> Exercise goal: What should you transcribe? Every line from the top of the records below through the line with "# shape of each answer: point(156, 177)", exactly, and no pictures.

Top of Dataset entries

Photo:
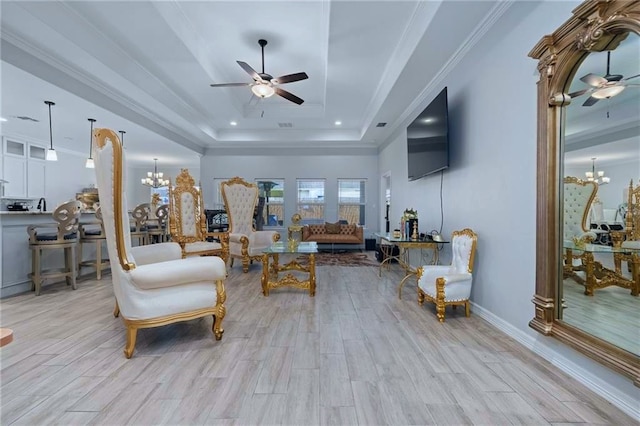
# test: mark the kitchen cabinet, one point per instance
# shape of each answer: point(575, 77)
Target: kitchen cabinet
point(24, 168)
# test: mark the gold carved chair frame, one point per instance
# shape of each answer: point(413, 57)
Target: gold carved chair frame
point(595, 26)
point(185, 187)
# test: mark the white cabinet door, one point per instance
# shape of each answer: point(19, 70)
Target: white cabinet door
point(36, 179)
point(15, 171)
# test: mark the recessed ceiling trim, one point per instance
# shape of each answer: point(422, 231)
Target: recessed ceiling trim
point(60, 75)
point(414, 31)
point(481, 29)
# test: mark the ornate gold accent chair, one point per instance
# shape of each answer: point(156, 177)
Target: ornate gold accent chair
point(158, 230)
point(244, 241)
point(60, 235)
point(153, 284)
point(630, 236)
point(93, 233)
point(188, 224)
point(578, 197)
point(140, 217)
point(450, 285)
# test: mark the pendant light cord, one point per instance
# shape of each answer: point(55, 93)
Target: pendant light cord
point(50, 127)
point(91, 139)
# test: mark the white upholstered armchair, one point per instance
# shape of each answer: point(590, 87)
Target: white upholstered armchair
point(187, 221)
point(577, 199)
point(244, 241)
point(153, 284)
point(450, 285)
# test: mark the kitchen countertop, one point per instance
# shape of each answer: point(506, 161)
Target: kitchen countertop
point(30, 212)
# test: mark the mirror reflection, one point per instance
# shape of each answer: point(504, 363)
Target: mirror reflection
point(601, 163)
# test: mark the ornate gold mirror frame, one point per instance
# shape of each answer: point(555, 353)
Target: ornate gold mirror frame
point(596, 25)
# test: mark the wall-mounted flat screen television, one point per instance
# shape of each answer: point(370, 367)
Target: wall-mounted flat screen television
point(428, 139)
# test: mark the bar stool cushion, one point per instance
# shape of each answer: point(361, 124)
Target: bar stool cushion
point(53, 237)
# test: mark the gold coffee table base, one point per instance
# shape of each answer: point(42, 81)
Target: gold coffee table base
point(271, 273)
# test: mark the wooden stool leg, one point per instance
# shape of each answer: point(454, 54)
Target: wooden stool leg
point(99, 259)
point(79, 257)
point(37, 280)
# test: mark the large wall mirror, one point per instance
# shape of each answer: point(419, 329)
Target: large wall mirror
point(588, 280)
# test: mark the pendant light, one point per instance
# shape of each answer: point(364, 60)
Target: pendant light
point(51, 153)
point(89, 164)
point(154, 179)
point(122, 132)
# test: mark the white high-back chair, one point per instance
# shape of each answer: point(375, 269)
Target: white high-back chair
point(578, 197)
point(153, 285)
point(450, 285)
point(244, 241)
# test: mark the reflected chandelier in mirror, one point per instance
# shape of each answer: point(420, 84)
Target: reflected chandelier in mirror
point(596, 26)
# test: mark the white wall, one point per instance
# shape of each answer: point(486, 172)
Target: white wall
point(491, 183)
point(289, 167)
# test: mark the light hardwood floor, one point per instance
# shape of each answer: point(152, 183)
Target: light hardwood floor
point(354, 354)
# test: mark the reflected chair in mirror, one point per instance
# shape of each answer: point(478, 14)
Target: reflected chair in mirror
point(450, 285)
point(93, 233)
point(60, 235)
point(188, 224)
point(157, 229)
point(153, 285)
point(629, 237)
point(578, 197)
point(245, 242)
point(140, 217)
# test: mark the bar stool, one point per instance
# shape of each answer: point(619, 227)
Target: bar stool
point(158, 230)
point(93, 233)
point(139, 230)
point(65, 237)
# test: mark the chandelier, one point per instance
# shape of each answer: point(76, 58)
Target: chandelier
point(597, 177)
point(154, 179)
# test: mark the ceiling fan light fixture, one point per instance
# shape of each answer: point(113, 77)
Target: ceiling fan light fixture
point(608, 92)
point(262, 90)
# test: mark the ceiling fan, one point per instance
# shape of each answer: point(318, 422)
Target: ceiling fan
point(264, 85)
point(604, 87)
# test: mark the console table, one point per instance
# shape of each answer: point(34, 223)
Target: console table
point(405, 245)
point(596, 275)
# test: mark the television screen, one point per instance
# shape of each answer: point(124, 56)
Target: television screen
point(428, 139)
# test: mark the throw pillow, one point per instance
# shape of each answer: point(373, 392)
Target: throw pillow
point(332, 228)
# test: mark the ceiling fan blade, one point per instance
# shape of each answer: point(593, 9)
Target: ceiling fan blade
point(230, 84)
point(290, 78)
point(249, 70)
point(590, 101)
point(579, 93)
point(288, 96)
point(594, 80)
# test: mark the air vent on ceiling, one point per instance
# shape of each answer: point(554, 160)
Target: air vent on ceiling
point(25, 118)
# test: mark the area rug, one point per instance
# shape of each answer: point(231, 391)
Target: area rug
point(342, 259)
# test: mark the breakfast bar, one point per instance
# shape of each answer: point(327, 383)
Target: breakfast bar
point(15, 264)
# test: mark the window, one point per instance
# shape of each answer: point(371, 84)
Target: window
point(351, 200)
point(272, 192)
point(311, 200)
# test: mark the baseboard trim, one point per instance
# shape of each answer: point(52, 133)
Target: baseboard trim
point(622, 401)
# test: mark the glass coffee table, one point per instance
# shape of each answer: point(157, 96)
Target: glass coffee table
point(305, 277)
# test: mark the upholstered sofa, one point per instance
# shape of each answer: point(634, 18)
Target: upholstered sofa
point(329, 233)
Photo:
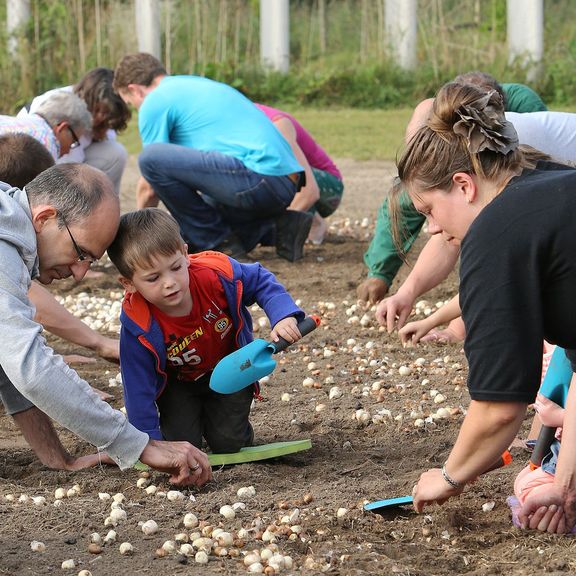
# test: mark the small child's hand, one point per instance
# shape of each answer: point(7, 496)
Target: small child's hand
point(287, 329)
point(411, 333)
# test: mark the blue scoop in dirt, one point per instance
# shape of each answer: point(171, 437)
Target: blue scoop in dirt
point(253, 361)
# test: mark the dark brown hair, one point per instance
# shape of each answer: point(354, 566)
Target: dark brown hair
point(142, 236)
point(140, 68)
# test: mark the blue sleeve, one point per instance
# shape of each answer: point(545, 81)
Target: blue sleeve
point(262, 288)
point(154, 122)
point(139, 379)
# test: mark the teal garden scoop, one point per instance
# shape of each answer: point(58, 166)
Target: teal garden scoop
point(253, 361)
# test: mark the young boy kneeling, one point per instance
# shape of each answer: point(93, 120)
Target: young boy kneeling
point(181, 314)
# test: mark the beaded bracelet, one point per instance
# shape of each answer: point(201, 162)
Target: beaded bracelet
point(451, 481)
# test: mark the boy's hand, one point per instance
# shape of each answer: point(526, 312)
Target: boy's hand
point(411, 333)
point(287, 329)
point(186, 464)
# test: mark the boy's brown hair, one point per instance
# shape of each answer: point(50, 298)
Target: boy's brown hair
point(139, 68)
point(142, 236)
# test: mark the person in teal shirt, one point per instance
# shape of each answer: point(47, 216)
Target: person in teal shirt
point(217, 163)
point(383, 258)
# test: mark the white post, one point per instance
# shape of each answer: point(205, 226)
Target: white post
point(148, 27)
point(401, 22)
point(17, 16)
point(275, 34)
point(525, 30)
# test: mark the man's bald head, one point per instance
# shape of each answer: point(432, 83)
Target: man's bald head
point(74, 190)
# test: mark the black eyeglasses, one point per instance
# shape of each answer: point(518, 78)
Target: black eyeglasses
point(75, 143)
point(82, 255)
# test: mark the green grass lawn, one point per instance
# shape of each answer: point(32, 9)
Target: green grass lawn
point(343, 133)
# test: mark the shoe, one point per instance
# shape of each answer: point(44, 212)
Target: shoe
point(292, 229)
point(231, 246)
point(318, 230)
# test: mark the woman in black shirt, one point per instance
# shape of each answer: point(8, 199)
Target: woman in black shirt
point(515, 218)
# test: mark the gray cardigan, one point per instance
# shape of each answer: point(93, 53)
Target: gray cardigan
point(31, 365)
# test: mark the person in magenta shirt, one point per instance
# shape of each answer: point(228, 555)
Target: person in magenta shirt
point(324, 187)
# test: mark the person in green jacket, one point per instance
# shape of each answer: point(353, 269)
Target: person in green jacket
point(382, 257)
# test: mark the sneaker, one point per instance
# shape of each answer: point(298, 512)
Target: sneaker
point(292, 229)
point(318, 230)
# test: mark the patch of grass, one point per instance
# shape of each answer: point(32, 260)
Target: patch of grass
point(343, 133)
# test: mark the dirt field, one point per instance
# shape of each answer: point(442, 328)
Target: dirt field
point(356, 456)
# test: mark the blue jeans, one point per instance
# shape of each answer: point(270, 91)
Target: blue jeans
point(232, 196)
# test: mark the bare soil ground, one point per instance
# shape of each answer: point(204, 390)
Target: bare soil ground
point(350, 462)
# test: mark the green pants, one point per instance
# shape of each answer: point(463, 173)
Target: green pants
point(382, 257)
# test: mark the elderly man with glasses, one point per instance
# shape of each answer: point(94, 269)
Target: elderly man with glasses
point(58, 123)
point(55, 228)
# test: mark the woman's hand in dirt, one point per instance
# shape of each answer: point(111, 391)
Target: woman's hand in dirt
point(431, 487)
point(549, 509)
point(88, 461)
point(393, 312)
point(371, 291)
point(186, 464)
point(287, 329)
point(412, 332)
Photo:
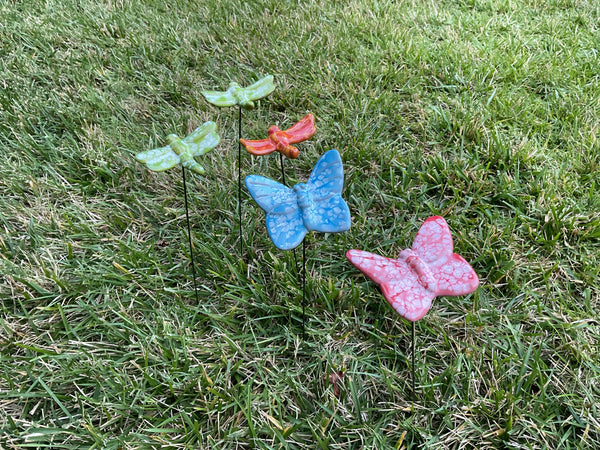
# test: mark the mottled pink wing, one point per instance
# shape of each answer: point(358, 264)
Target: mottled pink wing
point(400, 286)
point(433, 244)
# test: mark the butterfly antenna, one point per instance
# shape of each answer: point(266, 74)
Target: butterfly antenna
point(240, 179)
point(187, 217)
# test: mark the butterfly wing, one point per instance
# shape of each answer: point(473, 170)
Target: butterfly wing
point(159, 159)
point(434, 246)
point(284, 219)
point(203, 139)
point(220, 98)
point(302, 130)
point(261, 88)
point(327, 212)
point(259, 148)
point(399, 285)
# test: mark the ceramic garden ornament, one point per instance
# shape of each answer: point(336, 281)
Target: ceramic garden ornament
point(237, 95)
point(316, 205)
point(281, 140)
point(420, 274)
point(182, 151)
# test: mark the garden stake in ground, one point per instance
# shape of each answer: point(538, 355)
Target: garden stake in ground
point(316, 205)
point(420, 274)
point(280, 141)
point(244, 98)
point(183, 151)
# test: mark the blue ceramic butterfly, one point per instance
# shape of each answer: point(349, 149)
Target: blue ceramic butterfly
point(316, 205)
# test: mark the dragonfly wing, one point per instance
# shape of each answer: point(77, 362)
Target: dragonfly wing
point(261, 88)
point(159, 159)
point(284, 218)
point(302, 130)
point(220, 98)
point(399, 285)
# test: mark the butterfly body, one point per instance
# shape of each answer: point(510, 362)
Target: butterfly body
point(429, 269)
point(237, 95)
point(281, 141)
point(182, 151)
point(316, 205)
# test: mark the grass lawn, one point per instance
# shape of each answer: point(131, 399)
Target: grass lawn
point(482, 111)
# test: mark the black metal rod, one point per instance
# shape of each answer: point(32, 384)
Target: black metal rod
point(303, 289)
point(282, 171)
point(187, 217)
point(413, 360)
point(240, 180)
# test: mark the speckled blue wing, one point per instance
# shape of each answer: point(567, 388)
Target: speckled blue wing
point(284, 217)
point(328, 212)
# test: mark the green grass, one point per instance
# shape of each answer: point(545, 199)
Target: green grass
point(483, 111)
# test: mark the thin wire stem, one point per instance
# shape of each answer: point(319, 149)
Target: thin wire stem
point(304, 289)
point(282, 171)
point(413, 360)
point(187, 217)
point(240, 179)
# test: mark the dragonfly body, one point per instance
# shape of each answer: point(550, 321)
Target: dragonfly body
point(182, 151)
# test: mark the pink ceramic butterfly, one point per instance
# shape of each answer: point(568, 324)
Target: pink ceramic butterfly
point(420, 274)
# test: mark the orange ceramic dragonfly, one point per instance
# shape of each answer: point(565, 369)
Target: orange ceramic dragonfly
point(281, 140)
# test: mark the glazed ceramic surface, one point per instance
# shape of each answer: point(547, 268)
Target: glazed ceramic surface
point(237, 95)
point(316, 205)
point(182, 151)
point(280, 140)
point(421, 273)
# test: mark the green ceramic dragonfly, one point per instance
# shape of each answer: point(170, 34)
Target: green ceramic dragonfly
point(182, 151)
point(237, 95)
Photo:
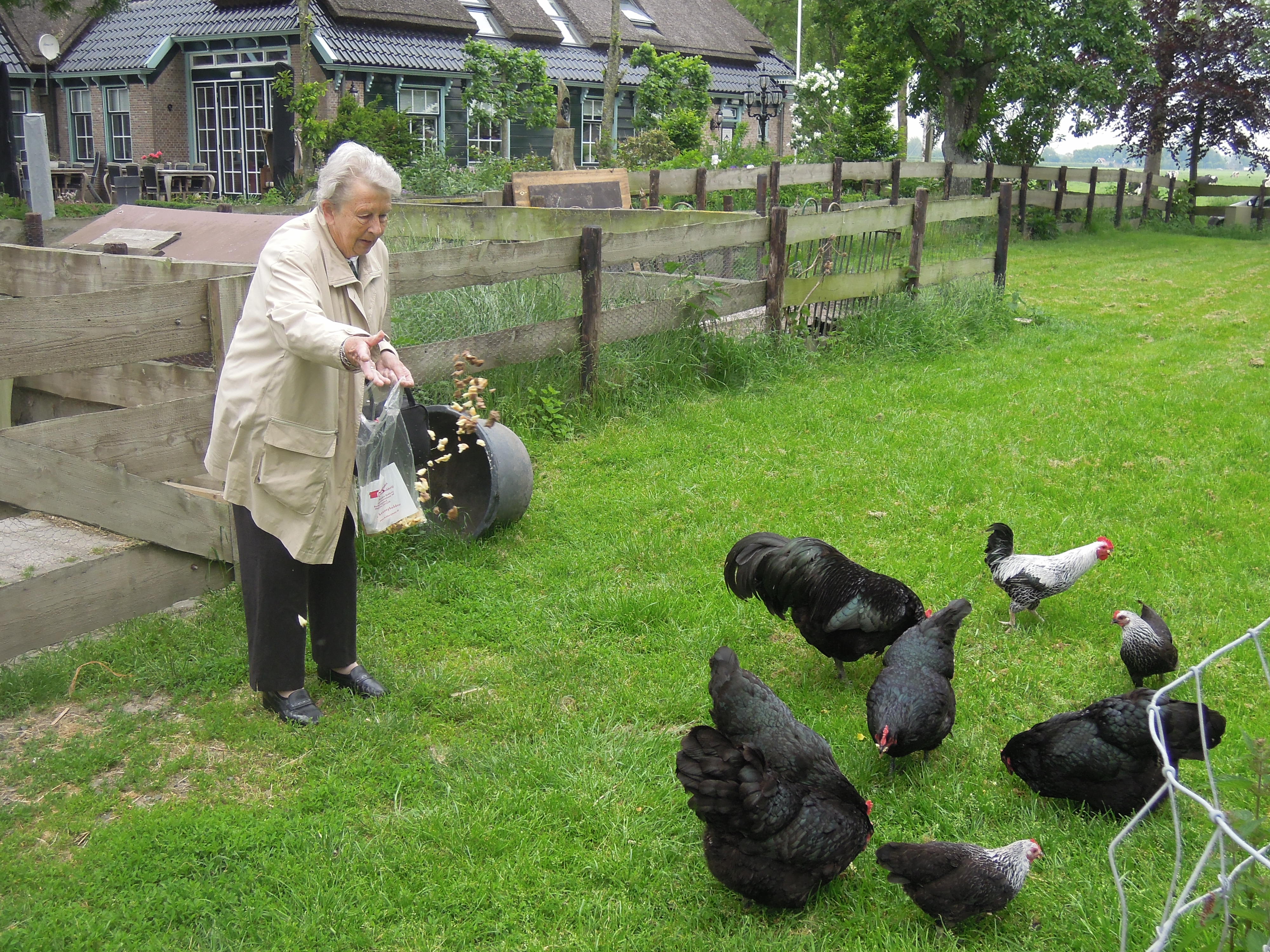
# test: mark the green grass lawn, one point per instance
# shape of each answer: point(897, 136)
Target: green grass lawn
point(516, 790)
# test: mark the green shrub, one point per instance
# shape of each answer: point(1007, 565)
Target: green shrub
point(684, 129)
point(378, 128)
point(646, 150)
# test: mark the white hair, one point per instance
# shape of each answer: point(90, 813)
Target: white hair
point(351, 163)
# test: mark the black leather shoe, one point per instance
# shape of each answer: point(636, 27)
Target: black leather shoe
point(359, 681)
point(297, 708)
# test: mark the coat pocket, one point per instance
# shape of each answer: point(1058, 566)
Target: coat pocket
point(297, 465)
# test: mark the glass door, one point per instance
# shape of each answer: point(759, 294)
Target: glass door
point(232, 119)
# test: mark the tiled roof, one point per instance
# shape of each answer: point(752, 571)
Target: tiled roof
point(10, 55)
point(125, 41)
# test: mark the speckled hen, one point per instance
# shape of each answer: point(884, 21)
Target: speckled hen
point(953, 882)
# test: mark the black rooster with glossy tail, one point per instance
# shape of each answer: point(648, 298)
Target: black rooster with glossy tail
point(844, 610)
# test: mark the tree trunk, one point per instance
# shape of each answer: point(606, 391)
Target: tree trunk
point(959, 115)
point(902, 120)
point(1197, 138)
point(613, 77)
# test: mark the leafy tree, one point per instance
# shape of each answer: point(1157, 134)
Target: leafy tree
point(387, 131)
point(848, 111)
point(312, 133)
point(1211, 87)
point(674, 82)
point(684, 129)
point(509, 83)
point(1074, 55)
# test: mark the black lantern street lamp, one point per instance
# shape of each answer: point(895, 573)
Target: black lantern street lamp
point(765, 105)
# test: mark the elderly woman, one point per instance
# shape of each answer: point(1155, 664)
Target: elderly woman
point(285, 430)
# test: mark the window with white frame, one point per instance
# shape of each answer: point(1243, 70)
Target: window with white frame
point(18, 98)
point(119, 120)
point(592, 128)
point(422, 109)
point(485, 138)
point(568, 32)
point(82, 122)
point(486, 23)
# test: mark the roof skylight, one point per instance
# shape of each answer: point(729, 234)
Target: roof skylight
point(568, 32)
point(636, 15)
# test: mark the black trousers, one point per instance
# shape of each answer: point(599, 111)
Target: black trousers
point(277, 591)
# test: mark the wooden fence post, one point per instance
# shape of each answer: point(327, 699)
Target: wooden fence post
point(777, 267)
point(1023, 201)
point(1005, 206)
point(589, 340)
point(1120, 196)
point(1089, 202)
point(915, 247)
point(34, 230)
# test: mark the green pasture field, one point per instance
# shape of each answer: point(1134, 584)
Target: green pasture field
point(516, 789)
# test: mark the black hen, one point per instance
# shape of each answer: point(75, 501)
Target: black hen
point(844, 610)
point(1104, 756)
point(911, 705)
point(953, 882)
point(1146, 644)
point(782, 821)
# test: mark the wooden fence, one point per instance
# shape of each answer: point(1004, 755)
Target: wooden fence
point(95, 327)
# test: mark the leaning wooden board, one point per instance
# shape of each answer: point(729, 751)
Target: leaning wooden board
point(577, 188)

Bottom of Dataset entries

> Answer below:
Photo:
# test: mark the kitchen cabinet, one point per instance
# shape of each answer: point(575, 77)
Target: kitchen cabinet
point(24, 168)
# test: mark the gold carved chair frame, one point per instance
# shape of each answer: point(413, 57)
Target: gold carved chair frame
point(595, 26)
point(185, 187)
# test: mark the white cabinet door, one point per instance
# shape of each answer: point(19, 70)
Target: white cabinet door
point(36, 179)
point(15, 171)
# test: mark the recessed ceiling trim, one point per instance
# shape of each answer: point(422, 231)
Target: recessed ceiling trim
point(60, 75)
point(414, 31)
point(481, 29)
# test: mark the ornate gold accent chair, one point per instance
# shape of each answer: point(156, 177)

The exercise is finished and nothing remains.